Your objective
Every entry must be given again exactly.

Input
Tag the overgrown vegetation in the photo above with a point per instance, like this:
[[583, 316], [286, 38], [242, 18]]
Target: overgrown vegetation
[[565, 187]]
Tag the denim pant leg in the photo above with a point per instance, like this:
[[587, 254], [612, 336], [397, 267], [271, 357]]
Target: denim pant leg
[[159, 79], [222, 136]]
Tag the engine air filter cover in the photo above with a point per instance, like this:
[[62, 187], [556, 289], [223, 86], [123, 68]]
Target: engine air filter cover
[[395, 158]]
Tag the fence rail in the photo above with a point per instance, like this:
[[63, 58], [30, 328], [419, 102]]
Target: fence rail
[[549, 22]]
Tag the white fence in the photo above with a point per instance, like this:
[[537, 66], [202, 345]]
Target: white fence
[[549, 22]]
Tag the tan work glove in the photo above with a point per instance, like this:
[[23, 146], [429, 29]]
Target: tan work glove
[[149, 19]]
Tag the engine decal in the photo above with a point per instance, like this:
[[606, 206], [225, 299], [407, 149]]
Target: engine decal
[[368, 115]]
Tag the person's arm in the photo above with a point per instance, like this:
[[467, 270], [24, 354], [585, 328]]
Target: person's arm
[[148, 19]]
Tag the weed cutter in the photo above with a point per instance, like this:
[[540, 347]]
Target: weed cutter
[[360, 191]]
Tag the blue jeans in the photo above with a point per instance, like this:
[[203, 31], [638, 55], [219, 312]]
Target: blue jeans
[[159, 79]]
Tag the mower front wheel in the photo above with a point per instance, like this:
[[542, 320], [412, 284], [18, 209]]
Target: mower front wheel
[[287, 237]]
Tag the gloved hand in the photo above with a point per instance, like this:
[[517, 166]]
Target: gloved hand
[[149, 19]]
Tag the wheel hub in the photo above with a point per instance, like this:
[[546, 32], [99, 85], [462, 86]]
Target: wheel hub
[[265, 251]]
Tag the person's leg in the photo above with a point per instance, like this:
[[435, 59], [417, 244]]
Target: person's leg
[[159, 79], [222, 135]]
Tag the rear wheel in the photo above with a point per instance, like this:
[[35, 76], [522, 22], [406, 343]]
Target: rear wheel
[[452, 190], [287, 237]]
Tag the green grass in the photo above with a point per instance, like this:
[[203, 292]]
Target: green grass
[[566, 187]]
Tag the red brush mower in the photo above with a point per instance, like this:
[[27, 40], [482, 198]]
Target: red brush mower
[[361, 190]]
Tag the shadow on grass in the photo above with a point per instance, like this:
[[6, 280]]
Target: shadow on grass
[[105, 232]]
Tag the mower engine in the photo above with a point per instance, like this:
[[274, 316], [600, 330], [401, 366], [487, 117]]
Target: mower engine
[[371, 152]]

Solution to this problem
Tag the overgrown vegetation in the photo above with a point per instance, like this:
[[583, 316], [286, 38], [242, 18]]
Target: overgrown vegetation
[[565, 187]]
Tag the denim pant leg in the photo above with a point per instance, like this:
[[587, 254], [612, 336], [397, 267], [271, 357]]
Target: denim pant leg
[[159, 79], [222, 136]]
Tag the engine air filter cover in the photo above with a point per instance, like this:
[[62, 187], [556, 289], [223, 86], [123, 68]]
Target: engine air filter cover
[[395, 158]]
Tag the fence rail in the photo above with a point per instance, like this:
[[63, 58], [30, 328], [419, 102]]
Target: fence rail
[[549, 22]]
Tag the white fence in the photo above with a point per instance, like this:
[[537, 66], [202, 345]]
Target: white fence
[[549, 22]]
Tag the tan work glove in the photo above with a point per instance, like this:
[[23, 146], [429, 29]]
Target: tan work glove
[[149, 19]]
Tag the engine decal in the photo above with a point per instance, like this:
[[606, 206], [225, 299], [407, 149]]
Target: engine decal
[[368, 115]]
Tag the person's arm in the photo above with a point per instance, like this:
[[467, 270], [24, 354], [585, 328]]
Target: person's arm
[[148, 19]]
Tag the weed cutter in the photo above with a point per instance, like this:
[[540, 347]]
Target: weed cutter
[[360, 191]]
Tag the blue jeans in the photo above with a point per instance, like this:
[[203, 31], [638, 55], [219, 312]]
Target: blue jeans
[[159, 79]]
Tag the mower front wheel in the photo above with a point per instance, like this:
[[542, 320], [412, 284], [18, 209]]
Target: mower front wheel
[[287, 237]]
Tag the gloved hand in the photo above with a point per instance, like this:
[[517, 166]]
Target: gloved hand
[[149, 19]]
Tag the wheel hub in the photo above with a point per instance, like this:
[[546, 32], [99, 85], [462, 86]]
Target: wheel hub
[[265, 251]]
Tag the person's leg in the photo above with a point per instance, like this:
[[435, 59], [417, 244]]
Target: person's leg
[[159, 79], [222, 135]]
Tag the rear wheel in the photo above with a point per instance, like this:
[[35, 76], [522, 22], [406, 343]]
Target: rear wheel
[[452, 190], [287, 237]]
Tag the green grass in the photo above with a point per instance, like this:
[[203, 292]]
Target: green grass
[[566, 187]]
Tag the red brush mower in the photo above with a point per instance, like this:
[[27, 40], [482, 198]]
Target: red brush mower
[[361, 190]]
Tag the shadow on grass in the photo above with a point per instance, like this:
[[6, 280]]
Target: shadow on grass
[[105, 232]]
Tag the mower engine in the photo above with a point per instance, like this:
[[274, 316], [600, 330], [401, 366], [487, 117]]
Target: mower engine
[[371, 152]]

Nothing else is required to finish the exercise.